Extracted text:
* * * *

Illustration by Darya Kozemchuk

Communication layer design for Ruby microservices

When your application grows it’s a good solution to split it into separate microservices to handle the complexity. When you decide to extract some functionality into separate service(s) two problems appear:

• How to organize communication between main application and service(s) in the way you don’t need to make lots of changes (code duplications) in different code bases.
• How to test all the parts together to be sure you don’t have “interfaces mismatch”.

This article will present an approach for creating maintainable communication layer between microservices. The code below is written in Ruby but the approach is applicable to any programming language.

“Book Reader” application

I can’t share our production code with you but in order to understand the approach, I propose you to imagine an application. It is a “Book Reader” web application where you can find books by some criteria, buy it, synchronize to your bookshelf and then read. The application is written in Ruby using Ruby on Rails framework.

Our application should be connected with lots of book providers, so there are millions of books available for users. But there is a problem. When a user tries to find a specific book we need send a search request to all the providers and collect the responses. It may take a long time. So we decided to store all available books in our own database (periodically refreshing data for each provider). Of course, it is not a good idea to mix the code and database of that storage with “Book Reader” application. Therefore we extracted this into microservice called “Book Storage”.

So, there are two Ruby on Rails applications “Book Reader” and “Book Storage” which should communicate via HTTP. These are so-called chained microservices with synchronous HTTP request/response messaging.

Let’s use word “application” to refer “Book Reader” and word “service” for “Book Storage”.

Illustration by Darya Kozemchuk

Let’s discover how we can design communication layer between these applications.

Book Storage Client

The idea is to encapsulate all the communication stuff inside separate gem — book_storage_client. And the gem is a part both of “Book Reader” and “Book Storage” applications.

* * * *

Written task 1: In the article on Ruby microservices, what is the gem that encapsulates the communication between the two applications called?
Written task 2: Return the lines of the records without any changes, starting at the line that contains "Exercise. For every instance of the stone staircase" and ending at the line that contains "point(168, 204)".

Provided material:

* * * *

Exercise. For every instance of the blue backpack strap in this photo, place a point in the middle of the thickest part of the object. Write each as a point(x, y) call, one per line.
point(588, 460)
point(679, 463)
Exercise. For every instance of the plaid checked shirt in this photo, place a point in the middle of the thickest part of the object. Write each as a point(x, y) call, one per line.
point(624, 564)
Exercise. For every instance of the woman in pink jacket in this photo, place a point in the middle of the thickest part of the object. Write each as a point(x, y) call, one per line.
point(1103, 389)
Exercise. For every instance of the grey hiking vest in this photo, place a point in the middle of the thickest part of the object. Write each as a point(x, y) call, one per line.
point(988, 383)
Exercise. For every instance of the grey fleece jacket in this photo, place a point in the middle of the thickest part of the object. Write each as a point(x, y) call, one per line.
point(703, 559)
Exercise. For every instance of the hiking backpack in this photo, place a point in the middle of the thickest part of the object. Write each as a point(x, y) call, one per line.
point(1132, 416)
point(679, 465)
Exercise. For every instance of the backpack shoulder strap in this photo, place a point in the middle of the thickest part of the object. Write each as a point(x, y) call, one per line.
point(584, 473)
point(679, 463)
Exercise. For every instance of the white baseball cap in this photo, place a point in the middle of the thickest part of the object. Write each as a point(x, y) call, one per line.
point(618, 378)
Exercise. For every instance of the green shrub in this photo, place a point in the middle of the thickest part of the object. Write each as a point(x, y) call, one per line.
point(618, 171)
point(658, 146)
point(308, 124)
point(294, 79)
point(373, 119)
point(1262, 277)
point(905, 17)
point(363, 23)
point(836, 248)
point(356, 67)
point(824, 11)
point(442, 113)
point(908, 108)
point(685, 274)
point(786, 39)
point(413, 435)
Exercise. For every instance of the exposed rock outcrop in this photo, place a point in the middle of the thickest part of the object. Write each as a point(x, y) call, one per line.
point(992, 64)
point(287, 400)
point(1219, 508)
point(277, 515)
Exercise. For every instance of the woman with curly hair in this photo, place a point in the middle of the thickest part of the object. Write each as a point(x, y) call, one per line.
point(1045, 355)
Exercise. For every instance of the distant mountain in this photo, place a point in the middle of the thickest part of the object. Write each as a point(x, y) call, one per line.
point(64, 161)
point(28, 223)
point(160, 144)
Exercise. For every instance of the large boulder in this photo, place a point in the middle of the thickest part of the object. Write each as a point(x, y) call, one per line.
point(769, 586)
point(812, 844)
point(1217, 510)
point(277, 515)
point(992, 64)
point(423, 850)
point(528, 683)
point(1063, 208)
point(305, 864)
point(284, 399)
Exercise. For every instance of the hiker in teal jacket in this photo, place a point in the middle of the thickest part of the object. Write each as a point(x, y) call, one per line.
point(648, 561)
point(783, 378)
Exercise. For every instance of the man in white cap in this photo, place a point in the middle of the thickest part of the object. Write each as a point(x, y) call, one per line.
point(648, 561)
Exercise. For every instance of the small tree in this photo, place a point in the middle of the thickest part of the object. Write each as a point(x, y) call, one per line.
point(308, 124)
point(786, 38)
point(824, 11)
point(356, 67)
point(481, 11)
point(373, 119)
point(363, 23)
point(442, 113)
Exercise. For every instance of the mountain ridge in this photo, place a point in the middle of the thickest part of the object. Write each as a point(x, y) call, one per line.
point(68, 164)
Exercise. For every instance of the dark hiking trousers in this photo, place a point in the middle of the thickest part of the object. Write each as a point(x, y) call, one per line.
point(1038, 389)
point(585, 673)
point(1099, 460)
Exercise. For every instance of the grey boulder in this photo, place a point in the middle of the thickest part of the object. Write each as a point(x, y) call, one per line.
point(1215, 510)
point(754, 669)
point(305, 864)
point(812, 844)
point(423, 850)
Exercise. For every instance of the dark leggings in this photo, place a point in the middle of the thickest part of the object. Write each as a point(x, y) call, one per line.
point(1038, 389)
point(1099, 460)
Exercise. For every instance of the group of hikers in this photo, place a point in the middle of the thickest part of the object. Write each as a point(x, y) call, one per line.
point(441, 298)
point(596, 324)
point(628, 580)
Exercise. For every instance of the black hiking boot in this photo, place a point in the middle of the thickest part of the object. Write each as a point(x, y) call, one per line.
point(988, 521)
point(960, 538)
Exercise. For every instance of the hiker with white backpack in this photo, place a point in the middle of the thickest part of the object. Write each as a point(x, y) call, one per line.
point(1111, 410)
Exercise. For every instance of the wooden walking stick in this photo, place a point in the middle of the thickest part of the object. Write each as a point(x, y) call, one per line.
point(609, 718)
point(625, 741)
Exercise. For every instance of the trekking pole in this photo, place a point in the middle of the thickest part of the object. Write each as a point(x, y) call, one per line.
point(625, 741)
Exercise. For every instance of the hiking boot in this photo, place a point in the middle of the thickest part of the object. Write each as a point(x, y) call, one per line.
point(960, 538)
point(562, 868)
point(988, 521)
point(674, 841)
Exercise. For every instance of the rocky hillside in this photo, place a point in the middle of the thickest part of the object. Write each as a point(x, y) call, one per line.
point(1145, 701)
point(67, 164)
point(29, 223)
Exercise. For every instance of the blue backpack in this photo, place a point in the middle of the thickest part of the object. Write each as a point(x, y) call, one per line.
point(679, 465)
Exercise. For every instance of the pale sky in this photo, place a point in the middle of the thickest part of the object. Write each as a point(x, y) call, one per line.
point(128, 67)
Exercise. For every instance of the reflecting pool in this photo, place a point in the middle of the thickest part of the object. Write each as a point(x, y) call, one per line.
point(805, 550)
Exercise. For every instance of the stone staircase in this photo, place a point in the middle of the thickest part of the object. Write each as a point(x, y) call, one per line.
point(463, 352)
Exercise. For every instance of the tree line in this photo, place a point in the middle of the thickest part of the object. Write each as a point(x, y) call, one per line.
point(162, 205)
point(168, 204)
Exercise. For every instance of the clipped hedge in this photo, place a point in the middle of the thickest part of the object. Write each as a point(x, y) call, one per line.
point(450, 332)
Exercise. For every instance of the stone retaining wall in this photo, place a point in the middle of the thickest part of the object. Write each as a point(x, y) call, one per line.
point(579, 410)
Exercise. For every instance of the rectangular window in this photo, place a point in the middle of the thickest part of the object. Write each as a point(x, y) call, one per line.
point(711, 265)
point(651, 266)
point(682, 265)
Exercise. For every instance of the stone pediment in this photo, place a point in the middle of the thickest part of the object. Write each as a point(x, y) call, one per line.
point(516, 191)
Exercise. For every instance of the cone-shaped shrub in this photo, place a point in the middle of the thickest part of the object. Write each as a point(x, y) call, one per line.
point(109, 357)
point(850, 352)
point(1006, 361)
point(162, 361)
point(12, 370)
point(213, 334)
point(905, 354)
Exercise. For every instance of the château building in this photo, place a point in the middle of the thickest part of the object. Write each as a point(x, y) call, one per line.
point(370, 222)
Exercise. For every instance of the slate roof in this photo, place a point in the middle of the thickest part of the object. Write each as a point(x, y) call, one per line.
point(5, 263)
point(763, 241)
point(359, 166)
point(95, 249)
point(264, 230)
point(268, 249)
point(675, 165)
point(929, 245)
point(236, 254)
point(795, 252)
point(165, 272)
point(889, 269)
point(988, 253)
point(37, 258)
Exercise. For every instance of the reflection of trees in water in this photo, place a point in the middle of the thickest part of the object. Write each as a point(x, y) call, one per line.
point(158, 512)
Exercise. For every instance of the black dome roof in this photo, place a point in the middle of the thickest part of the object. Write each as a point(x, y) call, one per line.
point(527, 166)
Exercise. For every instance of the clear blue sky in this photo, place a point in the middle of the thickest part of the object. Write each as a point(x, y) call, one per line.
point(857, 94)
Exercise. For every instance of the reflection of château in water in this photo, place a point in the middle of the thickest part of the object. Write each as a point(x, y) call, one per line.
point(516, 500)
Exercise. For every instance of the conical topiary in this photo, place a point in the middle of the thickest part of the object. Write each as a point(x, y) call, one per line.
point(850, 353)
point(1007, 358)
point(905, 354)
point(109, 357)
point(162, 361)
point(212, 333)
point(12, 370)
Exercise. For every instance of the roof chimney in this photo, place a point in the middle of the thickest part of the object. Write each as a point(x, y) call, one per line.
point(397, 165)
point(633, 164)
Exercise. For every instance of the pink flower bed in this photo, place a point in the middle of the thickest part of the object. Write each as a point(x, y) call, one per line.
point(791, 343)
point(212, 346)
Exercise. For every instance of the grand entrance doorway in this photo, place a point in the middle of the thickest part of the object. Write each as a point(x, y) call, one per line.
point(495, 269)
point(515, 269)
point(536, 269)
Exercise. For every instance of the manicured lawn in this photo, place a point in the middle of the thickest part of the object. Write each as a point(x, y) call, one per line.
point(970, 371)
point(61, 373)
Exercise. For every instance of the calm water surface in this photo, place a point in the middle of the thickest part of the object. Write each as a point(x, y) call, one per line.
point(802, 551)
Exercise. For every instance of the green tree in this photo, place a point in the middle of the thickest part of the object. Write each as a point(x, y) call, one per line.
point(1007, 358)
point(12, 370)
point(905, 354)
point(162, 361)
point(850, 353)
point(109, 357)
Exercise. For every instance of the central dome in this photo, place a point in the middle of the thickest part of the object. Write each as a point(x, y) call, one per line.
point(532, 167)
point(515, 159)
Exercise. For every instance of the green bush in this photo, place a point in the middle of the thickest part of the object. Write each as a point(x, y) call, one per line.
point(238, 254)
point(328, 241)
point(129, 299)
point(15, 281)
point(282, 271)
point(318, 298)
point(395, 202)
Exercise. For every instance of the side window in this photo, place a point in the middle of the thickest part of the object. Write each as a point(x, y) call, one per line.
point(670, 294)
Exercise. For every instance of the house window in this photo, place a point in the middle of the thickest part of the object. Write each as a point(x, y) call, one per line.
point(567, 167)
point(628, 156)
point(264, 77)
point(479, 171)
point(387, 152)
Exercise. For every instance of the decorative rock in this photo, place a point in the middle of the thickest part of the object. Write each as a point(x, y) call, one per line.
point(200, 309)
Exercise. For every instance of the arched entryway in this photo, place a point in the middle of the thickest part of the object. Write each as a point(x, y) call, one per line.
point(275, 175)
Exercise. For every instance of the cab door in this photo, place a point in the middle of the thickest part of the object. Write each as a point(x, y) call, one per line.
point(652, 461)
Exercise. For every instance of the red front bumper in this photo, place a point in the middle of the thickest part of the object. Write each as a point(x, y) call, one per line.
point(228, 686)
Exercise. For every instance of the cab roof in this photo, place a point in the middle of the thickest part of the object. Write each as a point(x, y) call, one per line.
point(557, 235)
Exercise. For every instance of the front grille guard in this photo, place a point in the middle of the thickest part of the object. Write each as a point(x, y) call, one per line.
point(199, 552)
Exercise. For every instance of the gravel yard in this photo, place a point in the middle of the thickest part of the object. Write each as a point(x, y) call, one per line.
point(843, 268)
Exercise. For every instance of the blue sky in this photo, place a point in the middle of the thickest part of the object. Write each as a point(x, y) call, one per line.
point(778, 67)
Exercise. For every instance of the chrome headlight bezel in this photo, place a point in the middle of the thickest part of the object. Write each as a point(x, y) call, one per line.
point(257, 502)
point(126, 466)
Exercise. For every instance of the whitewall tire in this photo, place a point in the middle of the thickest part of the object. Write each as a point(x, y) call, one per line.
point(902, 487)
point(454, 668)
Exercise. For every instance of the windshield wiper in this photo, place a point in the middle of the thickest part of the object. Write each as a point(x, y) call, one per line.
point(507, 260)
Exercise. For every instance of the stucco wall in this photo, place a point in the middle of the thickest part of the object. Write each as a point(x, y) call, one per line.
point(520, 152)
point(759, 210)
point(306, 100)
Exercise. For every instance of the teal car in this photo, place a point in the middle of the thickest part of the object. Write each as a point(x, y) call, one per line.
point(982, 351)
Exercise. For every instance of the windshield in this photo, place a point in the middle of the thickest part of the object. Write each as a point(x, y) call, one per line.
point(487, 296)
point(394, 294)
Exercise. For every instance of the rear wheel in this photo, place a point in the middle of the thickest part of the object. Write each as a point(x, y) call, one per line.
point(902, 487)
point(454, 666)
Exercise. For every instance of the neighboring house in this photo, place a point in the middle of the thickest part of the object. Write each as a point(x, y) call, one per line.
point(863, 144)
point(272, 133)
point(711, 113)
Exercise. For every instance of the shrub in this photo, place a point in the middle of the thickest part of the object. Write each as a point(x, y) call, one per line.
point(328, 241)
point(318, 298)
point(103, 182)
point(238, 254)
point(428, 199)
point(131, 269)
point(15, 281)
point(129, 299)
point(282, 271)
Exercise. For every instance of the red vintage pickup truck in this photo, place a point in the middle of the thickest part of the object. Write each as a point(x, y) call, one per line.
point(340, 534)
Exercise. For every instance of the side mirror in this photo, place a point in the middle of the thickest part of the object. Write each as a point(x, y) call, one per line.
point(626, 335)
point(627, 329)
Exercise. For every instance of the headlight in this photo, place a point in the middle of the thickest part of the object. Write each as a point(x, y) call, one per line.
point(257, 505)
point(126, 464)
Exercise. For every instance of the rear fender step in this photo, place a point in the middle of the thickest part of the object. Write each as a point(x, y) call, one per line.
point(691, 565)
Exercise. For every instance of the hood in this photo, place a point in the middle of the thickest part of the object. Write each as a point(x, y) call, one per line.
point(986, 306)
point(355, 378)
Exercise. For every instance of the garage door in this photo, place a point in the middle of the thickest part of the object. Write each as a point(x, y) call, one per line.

* * * *

Exercise solution 1: book_storage_client

Exercise solution 2:
Exercise. For every instance of the stone staircase in this photo, place a point in the middle of the thickest part of the object. Write each as a point(x, y) call, one per line.
point(463, 352)
Exercise. For every instance of the tree line in this photo, place a point in the middle of the thickest part of the object. Write each as a point(x, y) call, one per line.
point(162, 205)
point(168, 204)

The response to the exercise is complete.